**Document section:**

------------------------------

At Google, design documents are expected for any significant new system or major change to an existing one.
Tutorials
Tutorials walk a new user through a task from start to finish in a working environment. The defining characteristic of a tutorial: the reader should be able to follow it and end up with a working result.
Good tutorials:
- Start from a known, reproducible starting state
- Include every step — assume nothing
- Provide commands or code that can be copy-pasted and run
- Verify success at each step
- Point the reader toward next steps
Bad tutorials: skip steps, contain untested commands, assume environment configuration the reader doesn’t have.
Tutorials are the hardest documentation to maintain because they must work end-to-end in a real environment, and changes to any part of the stack can break them silently.
Conceptual Documentation
Conceptual documentation explains how a system works and why it is designed the way it is — without necessarily guiding the reader to accomplish a specific task. It answers the question “what is this and how does it work?” rather than “how do I do X?”
Conceptual documentation is valuable for:
- Onboarding engineers who need to understand the whole before working on the parts
- Explaining non-obvious design decisions (the “why” behind the structure)
- Providing the mental model readers need to use reference documentation effectively
Conceptual documentation is the most commonly neglected type because it is the hardest to scope — it is easy to write too much (a full system overview the reader will never read) or too little (a brief paragraph that doesn’t provide the model the reader needs).
Landing Pages
A landing page is a navigation document. It does not contain substantial content itself; it orients the reader within a documentation space and directs them to the right resource. A good landing page:
- Explains what the documentation space covers
- Lists the main resources with brief descriptions
- Is organized to match how readers navigate (by task, by audience, or by system component)

------------------------------

**Work instructions:**
1) From the passage on documentation types, reproduce word for word the stretch that begins at the words "- Providing the" and stops after "the reader needs).".
2) According to the passage on documentation types, why is conceptual documentation the type most often neglected?

**Records supplied:**

------------------------------

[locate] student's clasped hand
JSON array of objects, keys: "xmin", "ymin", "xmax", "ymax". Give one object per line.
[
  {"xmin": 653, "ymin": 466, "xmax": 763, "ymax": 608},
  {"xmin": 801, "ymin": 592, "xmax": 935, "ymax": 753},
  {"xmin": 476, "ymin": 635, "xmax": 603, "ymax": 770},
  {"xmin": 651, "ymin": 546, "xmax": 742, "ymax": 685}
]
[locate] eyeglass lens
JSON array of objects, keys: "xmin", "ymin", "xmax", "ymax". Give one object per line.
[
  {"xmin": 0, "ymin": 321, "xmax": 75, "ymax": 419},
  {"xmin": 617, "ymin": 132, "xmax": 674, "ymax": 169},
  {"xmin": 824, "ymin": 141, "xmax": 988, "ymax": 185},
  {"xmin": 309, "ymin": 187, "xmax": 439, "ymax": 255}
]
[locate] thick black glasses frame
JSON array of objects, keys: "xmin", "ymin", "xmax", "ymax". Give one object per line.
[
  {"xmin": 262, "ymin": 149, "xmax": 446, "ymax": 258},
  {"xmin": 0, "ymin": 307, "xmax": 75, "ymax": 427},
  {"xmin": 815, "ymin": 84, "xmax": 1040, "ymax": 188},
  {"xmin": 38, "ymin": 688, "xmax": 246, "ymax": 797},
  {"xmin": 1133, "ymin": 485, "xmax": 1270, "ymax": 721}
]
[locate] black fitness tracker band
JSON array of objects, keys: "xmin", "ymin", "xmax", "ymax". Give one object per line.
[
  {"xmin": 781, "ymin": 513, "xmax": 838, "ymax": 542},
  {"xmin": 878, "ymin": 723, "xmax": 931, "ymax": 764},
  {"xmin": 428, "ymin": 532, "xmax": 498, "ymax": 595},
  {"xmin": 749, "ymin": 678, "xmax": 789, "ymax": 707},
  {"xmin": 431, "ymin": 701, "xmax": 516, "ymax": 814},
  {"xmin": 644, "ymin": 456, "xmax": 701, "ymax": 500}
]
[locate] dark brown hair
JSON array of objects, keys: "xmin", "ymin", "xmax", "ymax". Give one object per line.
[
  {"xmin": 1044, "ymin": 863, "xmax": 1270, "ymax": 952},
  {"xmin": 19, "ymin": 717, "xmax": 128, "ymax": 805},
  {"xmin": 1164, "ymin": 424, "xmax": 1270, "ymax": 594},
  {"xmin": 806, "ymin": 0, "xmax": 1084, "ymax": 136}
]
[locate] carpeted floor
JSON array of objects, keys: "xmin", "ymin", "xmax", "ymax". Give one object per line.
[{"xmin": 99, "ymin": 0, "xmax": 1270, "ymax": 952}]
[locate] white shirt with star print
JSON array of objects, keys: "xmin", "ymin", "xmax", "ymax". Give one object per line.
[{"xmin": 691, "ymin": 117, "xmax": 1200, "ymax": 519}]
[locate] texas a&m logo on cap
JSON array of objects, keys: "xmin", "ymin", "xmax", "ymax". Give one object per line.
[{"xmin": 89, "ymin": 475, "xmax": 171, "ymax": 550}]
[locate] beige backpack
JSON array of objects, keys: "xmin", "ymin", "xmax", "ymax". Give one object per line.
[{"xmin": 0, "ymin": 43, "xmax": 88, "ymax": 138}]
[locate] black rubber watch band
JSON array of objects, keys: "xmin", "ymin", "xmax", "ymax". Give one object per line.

------------------------------

**Solutions to each task:**
1)
- Providing the mental model readers need to use reference documentation effectively
Conceptual documentation is the most commonly neglected type because it is the hardest to scope — it is easy to write too much (a full system overview the reader will never read) or too little (a brief paragraph that doesn’t provide the model the reader needs).

2) It is the hardest type to scope. Writers easily produce too much, such as a full system overview the reader will never read, or too little, such as a brief paragraph that doesn't give the reader the model they need.